### AVAILABLE DATA

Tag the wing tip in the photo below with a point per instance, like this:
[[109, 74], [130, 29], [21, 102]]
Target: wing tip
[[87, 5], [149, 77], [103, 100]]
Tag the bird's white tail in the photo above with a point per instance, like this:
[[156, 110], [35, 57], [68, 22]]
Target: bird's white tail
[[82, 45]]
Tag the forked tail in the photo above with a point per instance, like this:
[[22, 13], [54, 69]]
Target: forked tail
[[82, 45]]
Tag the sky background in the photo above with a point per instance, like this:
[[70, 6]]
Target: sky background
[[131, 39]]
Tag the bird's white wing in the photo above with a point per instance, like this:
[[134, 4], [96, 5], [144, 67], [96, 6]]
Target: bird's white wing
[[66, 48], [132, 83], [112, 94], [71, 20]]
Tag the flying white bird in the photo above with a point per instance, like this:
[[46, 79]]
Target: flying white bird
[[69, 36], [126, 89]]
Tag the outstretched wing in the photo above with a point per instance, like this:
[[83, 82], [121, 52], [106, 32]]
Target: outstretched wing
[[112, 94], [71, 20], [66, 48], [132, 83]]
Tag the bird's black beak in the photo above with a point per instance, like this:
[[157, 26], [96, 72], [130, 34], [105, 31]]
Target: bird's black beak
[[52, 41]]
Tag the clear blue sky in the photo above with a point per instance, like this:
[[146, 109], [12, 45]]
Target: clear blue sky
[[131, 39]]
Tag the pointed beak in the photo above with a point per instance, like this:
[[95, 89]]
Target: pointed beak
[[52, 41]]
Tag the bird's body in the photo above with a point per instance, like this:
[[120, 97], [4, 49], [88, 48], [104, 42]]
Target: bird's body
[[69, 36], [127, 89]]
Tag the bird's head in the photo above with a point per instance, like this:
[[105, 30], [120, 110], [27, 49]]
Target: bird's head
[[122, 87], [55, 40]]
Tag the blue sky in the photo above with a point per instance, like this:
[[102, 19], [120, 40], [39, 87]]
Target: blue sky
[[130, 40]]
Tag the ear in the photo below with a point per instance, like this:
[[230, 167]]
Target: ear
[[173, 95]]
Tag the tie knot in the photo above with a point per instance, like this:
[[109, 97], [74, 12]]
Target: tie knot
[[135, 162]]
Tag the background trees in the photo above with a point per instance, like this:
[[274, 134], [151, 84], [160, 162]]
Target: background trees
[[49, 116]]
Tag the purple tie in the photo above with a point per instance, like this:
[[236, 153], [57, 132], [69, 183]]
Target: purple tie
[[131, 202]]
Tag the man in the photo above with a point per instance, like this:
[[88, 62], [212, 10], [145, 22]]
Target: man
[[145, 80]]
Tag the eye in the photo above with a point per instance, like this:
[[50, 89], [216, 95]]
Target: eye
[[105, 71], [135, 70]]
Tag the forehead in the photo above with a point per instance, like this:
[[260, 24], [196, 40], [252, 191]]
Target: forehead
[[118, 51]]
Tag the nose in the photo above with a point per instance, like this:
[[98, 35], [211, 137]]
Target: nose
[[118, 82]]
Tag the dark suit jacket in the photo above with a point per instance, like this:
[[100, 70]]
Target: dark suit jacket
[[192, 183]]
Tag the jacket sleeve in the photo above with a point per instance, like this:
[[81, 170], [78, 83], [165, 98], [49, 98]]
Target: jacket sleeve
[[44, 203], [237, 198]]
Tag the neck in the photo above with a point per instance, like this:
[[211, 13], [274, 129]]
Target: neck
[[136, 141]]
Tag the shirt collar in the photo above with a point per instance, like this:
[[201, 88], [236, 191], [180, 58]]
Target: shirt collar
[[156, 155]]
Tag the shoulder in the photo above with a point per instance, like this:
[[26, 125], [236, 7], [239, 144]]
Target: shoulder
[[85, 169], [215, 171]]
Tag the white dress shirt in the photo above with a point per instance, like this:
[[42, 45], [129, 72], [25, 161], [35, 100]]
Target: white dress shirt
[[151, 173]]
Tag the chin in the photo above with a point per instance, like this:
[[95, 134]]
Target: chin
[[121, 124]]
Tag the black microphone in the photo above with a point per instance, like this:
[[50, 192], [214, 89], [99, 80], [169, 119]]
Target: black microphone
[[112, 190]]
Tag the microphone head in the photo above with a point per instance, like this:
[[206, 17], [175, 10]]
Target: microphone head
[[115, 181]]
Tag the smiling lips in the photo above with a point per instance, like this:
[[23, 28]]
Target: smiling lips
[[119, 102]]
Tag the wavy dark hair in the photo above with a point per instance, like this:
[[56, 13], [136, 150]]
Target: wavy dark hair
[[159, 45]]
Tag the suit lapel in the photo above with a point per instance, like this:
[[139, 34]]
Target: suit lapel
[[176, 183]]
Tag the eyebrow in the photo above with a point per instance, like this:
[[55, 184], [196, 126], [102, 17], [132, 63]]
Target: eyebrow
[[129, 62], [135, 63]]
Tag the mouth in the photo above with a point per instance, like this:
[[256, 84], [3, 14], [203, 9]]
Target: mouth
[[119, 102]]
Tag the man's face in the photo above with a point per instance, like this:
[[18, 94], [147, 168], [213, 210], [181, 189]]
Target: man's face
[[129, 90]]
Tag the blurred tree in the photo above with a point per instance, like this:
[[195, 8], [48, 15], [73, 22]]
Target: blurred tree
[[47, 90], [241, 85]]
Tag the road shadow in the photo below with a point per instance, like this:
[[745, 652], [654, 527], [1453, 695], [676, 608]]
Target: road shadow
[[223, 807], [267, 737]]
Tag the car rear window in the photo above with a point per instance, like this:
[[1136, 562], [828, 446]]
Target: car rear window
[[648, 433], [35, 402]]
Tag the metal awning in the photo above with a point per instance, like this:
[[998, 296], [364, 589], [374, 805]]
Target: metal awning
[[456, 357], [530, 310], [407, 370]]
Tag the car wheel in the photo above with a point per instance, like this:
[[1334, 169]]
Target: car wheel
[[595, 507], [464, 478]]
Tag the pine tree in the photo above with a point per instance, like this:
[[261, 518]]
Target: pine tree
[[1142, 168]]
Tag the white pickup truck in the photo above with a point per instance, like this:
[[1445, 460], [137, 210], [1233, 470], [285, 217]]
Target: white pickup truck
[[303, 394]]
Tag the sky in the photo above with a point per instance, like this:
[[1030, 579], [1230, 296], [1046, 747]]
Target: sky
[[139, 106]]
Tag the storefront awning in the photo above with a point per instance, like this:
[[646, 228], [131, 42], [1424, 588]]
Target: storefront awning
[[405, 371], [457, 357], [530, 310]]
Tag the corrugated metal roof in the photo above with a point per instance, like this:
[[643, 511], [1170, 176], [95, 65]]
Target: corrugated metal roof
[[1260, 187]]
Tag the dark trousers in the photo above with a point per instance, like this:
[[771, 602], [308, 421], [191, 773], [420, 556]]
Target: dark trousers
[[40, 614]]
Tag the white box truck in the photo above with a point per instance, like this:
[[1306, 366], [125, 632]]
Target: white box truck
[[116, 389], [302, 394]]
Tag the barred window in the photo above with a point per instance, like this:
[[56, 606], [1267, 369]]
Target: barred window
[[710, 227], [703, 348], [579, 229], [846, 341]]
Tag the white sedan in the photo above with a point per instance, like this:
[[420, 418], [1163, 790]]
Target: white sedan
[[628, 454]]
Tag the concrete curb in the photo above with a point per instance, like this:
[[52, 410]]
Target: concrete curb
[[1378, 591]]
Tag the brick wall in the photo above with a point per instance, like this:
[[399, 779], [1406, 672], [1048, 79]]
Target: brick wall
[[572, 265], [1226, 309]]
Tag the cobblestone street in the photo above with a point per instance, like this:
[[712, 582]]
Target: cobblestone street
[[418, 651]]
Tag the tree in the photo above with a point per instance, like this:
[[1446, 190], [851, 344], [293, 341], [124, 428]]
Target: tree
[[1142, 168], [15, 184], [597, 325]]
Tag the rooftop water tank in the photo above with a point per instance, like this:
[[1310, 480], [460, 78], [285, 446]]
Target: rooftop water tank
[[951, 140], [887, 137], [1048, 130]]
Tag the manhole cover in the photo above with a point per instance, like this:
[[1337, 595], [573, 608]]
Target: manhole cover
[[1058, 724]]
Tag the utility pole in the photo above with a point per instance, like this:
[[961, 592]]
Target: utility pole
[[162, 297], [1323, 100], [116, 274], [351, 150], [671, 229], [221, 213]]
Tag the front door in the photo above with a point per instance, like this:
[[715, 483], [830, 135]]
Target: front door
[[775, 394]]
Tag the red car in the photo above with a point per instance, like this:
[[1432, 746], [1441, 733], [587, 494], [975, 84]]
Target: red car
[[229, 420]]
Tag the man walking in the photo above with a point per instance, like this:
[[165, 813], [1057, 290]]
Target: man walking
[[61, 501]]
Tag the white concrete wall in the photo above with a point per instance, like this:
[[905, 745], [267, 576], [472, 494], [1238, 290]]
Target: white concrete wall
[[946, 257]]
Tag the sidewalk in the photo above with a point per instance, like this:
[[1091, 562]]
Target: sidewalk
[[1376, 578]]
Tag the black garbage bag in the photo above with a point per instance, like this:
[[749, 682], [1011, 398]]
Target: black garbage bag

### ASSIGNED TASK
What lines above contain the word "garbage"? Please copy each one.

### ANSWER SPACE
Tag the black garbage bag in the photo above with a point per instance, like this:
Target: black garbage bag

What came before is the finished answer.